◆ WORK INSTRUCTIONS:
1 > From the shaft torsion text below, extract the passage starting with "- Shaft length" and going on through "it really is.".
2 > In the shaft torsion text below, what range of shear modulus values is given for steel?
── DOCUMENT
How torsion affects a solid circular shaft
Circular shafts are widely used to transmit torque in rotating machinery such as drive shafts, couplings, gear trains, mixers, conveyors, and test rigs. When a torque T acts on a circular shaft, the material develops shear stress that increases linearly from the center, where it is zero, to the outer surface, where it reaches its maximum value. At the same time the shaft twists by an angle θ over its length L. This calculator applies the classical Saint-Venant torsion relationships for a solid circular shaft with constant diameter and a linearly elastic material. For many engineering problems that is the right first model, and it gives a very useful picture of both strength and stiffness.
Inputs and units
Unit consistency matters in torsion problems because the formulas mix geometry, material stiffness, and torque. This calculator accepts practical engineering units and converts them internally so the equations work in SI base units. The diameter is entered in millimeters, the length in meters, the torque in newton-meters, and the shear modulus in gigapascals. If your source data comes from a drawing in inches or a material table in ksi-based units, convert those values before entering them. A single unit mistake can change the result by orders of magnitude.
- Shaft diameter is entered in mm and converted to meters internally.
- Shaft length is entered in m.
- Applied torque is entered in N·m.
- Shear modulus G is entered in GPa and converted to pascals internally.
Typical shear modulus values help provide a quick reality check. Steel is often around 79 to 82 GPa, aluminum alloys around 26 to 28 GPa, and many polymers are far lower. Because the angle of twist is inversely proportional to G, using a value that is too high can make a flexible shaft appear much stiffer than it really is.
Key formulas used
For a solid circular shaft with radius r, where r = d/2, the polar moment of inertia is:
The same geometry term appears in both the stress and twist equations, which is why diameter influences both results so strongly. In plain text, the calculator uses these relationships:
- J = π r4 / 2
- τmax = T r / J
- θ = T L / (J G)
────
── MATERIAL SHOWN
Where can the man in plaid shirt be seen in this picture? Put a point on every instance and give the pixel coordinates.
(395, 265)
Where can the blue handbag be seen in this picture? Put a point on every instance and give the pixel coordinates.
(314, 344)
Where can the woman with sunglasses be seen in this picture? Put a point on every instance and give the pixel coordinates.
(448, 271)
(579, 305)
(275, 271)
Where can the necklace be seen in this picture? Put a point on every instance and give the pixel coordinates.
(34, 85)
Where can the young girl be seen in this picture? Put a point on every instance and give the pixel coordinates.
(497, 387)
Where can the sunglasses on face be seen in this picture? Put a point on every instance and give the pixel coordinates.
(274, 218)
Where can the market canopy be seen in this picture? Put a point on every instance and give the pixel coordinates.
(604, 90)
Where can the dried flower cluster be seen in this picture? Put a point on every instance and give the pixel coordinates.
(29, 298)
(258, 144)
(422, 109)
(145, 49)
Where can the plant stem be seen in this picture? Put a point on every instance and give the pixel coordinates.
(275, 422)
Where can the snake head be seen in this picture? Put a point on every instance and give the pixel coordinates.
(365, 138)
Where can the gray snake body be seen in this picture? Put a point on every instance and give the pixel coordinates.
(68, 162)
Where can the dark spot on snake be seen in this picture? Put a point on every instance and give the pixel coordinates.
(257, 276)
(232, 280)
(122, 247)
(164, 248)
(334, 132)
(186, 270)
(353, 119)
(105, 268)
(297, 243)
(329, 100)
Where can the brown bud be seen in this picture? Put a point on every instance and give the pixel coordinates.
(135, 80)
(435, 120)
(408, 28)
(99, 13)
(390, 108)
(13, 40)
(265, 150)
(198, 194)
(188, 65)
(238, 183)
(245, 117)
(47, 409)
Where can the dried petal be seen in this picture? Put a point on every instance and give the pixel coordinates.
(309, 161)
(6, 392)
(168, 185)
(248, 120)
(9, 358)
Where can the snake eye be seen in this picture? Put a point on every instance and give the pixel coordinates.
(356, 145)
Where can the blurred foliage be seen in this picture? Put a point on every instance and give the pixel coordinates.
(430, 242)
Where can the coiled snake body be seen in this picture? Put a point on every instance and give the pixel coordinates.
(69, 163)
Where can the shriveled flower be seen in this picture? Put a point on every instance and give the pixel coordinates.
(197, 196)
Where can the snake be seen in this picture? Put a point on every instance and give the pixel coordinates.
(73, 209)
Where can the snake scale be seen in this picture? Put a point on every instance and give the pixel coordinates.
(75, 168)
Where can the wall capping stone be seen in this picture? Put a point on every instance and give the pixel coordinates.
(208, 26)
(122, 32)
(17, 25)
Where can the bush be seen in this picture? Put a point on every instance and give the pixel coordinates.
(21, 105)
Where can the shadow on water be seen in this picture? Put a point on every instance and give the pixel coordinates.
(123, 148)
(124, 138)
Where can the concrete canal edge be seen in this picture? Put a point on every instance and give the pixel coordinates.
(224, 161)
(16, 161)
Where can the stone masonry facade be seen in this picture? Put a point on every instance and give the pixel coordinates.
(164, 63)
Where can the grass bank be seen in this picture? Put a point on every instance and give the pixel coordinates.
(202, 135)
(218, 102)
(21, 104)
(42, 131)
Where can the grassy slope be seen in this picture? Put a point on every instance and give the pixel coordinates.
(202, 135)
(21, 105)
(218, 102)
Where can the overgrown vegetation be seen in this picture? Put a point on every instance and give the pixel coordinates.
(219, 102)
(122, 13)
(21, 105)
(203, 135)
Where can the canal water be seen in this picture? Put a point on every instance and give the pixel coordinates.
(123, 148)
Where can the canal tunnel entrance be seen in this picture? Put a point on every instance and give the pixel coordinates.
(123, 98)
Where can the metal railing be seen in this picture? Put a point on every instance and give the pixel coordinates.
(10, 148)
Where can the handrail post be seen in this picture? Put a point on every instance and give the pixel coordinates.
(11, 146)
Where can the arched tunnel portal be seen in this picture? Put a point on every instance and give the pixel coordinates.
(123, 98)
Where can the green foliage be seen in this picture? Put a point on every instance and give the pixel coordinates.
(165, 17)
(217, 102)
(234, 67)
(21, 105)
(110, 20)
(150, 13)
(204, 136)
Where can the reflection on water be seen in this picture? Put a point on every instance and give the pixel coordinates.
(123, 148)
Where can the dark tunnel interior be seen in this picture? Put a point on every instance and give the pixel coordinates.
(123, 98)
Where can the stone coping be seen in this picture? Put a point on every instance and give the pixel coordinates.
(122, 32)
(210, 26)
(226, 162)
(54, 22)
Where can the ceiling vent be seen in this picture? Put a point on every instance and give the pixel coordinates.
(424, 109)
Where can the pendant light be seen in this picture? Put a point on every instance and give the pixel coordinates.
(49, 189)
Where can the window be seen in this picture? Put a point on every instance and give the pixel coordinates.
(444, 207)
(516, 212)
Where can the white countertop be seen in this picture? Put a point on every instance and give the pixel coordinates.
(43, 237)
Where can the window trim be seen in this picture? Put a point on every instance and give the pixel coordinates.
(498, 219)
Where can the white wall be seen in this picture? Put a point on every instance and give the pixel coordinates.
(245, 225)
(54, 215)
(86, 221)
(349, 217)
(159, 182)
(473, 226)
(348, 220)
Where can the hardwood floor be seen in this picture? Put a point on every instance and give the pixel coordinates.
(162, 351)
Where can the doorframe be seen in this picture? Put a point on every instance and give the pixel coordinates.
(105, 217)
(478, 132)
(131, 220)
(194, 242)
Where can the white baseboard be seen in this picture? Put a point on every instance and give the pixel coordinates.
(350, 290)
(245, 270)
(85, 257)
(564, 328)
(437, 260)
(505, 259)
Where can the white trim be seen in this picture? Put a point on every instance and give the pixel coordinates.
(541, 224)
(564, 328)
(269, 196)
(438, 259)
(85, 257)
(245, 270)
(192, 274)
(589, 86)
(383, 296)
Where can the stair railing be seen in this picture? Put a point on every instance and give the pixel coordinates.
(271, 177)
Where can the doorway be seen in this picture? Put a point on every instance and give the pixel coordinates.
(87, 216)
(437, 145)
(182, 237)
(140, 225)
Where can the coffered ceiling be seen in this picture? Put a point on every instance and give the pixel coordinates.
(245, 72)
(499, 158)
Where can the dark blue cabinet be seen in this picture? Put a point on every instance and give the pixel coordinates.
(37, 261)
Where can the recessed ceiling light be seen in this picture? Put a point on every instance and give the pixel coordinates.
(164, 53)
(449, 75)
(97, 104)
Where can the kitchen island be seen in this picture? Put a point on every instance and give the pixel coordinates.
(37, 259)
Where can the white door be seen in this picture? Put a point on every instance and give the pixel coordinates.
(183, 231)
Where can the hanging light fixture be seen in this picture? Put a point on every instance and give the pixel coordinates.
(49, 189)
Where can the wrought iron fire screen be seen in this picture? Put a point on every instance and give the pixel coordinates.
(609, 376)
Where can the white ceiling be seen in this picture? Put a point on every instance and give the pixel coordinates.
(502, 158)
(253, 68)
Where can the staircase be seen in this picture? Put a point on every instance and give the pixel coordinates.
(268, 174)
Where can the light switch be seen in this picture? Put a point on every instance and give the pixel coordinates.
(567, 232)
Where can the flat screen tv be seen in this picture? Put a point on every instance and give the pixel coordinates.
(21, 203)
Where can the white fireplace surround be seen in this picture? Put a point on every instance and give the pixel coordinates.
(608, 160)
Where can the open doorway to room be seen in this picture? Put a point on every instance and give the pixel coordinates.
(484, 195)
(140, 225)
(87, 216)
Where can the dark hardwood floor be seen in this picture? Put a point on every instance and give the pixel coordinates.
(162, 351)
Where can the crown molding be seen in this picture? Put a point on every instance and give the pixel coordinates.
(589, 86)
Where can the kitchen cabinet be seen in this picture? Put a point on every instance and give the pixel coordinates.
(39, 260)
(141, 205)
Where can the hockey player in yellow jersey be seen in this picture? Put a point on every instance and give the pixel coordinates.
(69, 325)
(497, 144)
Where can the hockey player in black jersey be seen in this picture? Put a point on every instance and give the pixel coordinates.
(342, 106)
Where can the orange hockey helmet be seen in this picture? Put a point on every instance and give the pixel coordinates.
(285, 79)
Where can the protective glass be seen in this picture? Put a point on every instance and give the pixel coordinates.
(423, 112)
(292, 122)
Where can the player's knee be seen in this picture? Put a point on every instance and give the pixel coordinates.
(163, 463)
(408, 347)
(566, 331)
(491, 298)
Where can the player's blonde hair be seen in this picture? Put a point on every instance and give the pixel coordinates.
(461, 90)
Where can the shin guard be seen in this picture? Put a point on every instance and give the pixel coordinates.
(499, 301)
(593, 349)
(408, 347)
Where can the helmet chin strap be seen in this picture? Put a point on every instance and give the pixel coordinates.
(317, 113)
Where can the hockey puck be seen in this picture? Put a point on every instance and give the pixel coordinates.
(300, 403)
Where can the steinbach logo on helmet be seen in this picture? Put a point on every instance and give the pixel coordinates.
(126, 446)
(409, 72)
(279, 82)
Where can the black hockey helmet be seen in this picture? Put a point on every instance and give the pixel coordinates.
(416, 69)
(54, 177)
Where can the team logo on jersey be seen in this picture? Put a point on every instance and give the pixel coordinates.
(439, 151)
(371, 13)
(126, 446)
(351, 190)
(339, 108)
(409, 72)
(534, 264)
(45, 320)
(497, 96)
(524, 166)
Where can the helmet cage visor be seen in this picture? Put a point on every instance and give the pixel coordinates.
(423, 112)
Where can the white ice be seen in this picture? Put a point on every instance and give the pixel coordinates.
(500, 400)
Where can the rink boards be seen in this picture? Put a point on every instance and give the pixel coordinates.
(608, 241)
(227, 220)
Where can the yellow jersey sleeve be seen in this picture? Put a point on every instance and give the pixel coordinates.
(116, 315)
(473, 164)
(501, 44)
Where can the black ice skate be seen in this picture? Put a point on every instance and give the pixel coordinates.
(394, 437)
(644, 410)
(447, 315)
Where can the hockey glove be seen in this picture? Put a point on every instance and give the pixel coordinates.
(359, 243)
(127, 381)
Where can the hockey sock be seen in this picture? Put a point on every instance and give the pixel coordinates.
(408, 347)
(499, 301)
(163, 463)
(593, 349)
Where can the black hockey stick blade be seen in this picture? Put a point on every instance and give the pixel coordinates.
────
◆ ANSWER LIST:
1 >
- Shaft length is entered in m.
- Applied torque is entered in N·m.
- Shear modulus G is entered in GPa and converted to pascals internally.
Typical shear modulus values help provide a quick reality check. Steel is often around 79 to 82 GPa, aluminum alloys around 26 to 28 GPa, and many polymers are far lower. Because the angle of twist is inversely proportional to G, using a value that is too high can make a flexible shaft appear much stiffer than it really is.

2 > Steel is often around 79 to 82 GPa.